_TO DO_:
Copy the material below word for word, from the line containing "Can you see the jacket shoulder" through the line containing "column 554, row 100", including both of those lines.

※

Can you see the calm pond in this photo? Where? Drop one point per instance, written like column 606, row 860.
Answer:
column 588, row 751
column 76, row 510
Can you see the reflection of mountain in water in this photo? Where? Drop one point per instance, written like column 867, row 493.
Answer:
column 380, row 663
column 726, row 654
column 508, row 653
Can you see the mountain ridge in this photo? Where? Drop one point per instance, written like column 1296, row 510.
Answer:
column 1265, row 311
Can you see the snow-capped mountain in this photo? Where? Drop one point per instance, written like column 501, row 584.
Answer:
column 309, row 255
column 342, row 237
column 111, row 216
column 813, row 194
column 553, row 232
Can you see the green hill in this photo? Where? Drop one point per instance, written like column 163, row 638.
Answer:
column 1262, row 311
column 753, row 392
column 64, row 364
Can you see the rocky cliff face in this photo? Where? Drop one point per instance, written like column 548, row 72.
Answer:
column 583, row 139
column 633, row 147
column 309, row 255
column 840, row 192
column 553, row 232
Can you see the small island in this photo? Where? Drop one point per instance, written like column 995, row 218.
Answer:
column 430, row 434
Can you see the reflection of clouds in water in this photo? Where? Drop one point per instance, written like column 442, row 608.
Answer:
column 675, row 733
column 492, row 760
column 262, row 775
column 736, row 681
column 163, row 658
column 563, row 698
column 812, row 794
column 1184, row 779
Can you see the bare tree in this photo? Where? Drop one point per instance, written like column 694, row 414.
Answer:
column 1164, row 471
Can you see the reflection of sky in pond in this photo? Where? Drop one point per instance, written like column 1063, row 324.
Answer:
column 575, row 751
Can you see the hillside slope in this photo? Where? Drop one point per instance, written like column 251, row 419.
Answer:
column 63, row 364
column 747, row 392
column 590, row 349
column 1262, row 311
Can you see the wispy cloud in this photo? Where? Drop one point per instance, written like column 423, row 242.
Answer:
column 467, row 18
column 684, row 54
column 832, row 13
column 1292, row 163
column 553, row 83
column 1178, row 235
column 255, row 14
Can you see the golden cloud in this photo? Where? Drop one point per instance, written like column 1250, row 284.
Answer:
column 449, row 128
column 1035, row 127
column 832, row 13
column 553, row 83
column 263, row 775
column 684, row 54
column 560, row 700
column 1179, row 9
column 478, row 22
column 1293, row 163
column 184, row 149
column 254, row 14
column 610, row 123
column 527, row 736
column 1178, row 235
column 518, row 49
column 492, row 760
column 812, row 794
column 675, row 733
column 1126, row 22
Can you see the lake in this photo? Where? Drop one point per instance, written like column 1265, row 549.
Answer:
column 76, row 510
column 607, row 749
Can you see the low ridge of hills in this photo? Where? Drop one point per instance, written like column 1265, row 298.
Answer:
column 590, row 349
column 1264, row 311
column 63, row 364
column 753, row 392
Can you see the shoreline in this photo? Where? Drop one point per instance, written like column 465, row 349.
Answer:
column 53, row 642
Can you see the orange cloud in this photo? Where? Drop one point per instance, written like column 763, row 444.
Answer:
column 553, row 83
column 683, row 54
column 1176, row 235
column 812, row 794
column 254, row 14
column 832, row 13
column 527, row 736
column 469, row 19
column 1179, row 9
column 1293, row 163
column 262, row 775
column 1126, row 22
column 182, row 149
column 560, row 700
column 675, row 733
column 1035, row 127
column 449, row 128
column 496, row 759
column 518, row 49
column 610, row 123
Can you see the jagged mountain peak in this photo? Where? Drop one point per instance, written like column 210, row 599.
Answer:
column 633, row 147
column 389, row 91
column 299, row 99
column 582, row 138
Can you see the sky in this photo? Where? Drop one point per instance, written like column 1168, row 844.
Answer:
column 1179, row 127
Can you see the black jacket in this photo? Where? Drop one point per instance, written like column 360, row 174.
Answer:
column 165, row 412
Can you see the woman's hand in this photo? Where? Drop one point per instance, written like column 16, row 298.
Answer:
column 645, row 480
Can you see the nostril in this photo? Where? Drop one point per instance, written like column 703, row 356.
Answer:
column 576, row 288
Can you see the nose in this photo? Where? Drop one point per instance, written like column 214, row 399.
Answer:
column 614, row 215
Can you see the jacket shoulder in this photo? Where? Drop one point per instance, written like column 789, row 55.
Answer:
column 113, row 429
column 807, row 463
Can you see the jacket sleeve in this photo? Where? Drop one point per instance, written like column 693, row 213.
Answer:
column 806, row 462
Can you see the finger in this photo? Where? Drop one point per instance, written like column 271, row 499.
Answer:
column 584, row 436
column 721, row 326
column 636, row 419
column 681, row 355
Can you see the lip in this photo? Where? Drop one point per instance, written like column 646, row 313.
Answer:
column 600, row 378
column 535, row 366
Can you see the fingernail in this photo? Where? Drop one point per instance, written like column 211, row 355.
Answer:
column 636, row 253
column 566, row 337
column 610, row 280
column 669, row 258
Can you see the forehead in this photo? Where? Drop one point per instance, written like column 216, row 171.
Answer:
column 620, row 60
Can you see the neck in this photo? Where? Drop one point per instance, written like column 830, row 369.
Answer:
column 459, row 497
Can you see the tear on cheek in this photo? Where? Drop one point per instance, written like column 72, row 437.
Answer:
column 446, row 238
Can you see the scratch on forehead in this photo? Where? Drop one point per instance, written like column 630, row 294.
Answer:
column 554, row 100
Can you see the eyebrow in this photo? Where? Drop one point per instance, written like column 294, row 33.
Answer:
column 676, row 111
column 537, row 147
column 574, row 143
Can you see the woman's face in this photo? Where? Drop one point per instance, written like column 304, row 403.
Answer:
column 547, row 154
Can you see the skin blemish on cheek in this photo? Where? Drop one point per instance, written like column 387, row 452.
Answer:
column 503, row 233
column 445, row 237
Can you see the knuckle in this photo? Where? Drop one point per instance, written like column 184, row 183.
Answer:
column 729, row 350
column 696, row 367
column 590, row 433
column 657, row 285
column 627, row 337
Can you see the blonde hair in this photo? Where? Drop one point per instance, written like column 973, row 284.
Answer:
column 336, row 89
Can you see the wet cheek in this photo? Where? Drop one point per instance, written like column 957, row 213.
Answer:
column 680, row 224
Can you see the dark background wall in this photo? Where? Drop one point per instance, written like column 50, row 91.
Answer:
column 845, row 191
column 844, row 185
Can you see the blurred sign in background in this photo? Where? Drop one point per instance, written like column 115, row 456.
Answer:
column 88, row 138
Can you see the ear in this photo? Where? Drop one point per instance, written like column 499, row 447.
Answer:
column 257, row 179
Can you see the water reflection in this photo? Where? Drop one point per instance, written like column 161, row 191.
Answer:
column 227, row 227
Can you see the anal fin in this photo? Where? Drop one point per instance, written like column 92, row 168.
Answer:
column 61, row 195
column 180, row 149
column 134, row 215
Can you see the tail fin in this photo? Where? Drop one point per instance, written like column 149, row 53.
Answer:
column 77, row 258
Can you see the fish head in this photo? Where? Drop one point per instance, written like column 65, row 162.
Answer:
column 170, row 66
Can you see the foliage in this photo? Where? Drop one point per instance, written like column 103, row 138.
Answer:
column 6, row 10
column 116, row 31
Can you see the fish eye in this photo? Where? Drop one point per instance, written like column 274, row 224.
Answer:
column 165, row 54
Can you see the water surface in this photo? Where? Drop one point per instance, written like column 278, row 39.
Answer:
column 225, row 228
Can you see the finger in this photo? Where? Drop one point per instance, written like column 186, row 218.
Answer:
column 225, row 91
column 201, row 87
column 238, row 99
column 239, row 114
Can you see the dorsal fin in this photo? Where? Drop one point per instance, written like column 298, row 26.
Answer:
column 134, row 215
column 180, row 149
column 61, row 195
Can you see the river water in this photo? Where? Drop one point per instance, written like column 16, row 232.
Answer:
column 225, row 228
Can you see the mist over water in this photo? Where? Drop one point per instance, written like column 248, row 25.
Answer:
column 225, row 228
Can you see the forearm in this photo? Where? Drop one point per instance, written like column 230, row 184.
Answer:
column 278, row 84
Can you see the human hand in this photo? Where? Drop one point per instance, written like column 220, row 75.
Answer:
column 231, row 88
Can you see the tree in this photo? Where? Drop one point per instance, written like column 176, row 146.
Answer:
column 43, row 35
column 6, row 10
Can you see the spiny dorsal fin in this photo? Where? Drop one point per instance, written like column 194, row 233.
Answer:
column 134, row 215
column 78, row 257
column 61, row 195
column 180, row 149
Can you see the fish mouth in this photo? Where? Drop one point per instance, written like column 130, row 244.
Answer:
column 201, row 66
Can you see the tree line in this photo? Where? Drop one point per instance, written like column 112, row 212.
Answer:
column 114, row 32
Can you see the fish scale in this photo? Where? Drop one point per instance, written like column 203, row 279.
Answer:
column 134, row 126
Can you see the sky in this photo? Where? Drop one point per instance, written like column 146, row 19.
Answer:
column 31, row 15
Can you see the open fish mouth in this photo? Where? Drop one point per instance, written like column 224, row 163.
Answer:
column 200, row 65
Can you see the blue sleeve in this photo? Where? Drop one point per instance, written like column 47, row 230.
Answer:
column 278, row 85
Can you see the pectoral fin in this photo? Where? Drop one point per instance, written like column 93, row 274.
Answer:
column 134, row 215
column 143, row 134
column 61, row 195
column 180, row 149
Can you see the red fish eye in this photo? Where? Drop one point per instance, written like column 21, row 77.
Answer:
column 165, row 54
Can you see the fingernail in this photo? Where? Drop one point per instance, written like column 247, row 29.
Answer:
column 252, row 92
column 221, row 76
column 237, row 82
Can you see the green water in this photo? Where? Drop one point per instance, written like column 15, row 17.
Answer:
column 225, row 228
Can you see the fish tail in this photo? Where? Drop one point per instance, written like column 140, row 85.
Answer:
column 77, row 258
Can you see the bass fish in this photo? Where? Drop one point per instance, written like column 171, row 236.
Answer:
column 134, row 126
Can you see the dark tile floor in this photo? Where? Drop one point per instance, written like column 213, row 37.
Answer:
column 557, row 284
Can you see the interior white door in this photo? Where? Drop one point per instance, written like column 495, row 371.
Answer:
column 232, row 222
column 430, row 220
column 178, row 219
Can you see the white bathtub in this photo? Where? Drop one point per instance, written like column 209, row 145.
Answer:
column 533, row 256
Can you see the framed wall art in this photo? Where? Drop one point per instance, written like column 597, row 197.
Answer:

※

_RESULT_:
Can you see the jacket shoulder in this photo? Where? Drop one point per instance, written like column 789, row 55.
Answer:
column 113, row 429
column 807, row 463
Can you see the jacket sleeve in this photo? Where? Drop one point per instance, written like column 693, row 213.
Answer:
column 806, row 462
Can you see the finger in this photo? Where? Drop one point per instance, written like column 271, row 499.
Answer:
column 584, row 436
column 721, row 326
column 636, row 419
column 681, row 355
Can you see the lip in this photo? Where? Drop one point per instance, written like column 646, row 313.
Answer:
column 600, row 378
column 535, row 366
Can you see the fingernail in this photo? Where? Drop one point per instance, written like column 211, row 355.
Answer:
column 636, row 253
column 566, row 337
column 610, row 280
column 669, row 258
Can you see the forehead in this photo? Where? Drop one point per instance, written like column 216, row 171.
Answer:
column 620, row 60
Can you see the neck in this photo? Where? Drop one point per instance, written like column 830, row 369.
Answer:
column 459, row 497
Can you see the tear on cheek in this photo? Where? Drop one point per instance, written like column 72, row 437.
Answer:
column 446, row 238
Can you see the scratch on forehead in this photo? Where? Drop one point per instance, written like column 630, row 294.
Answer:
column 554, row 100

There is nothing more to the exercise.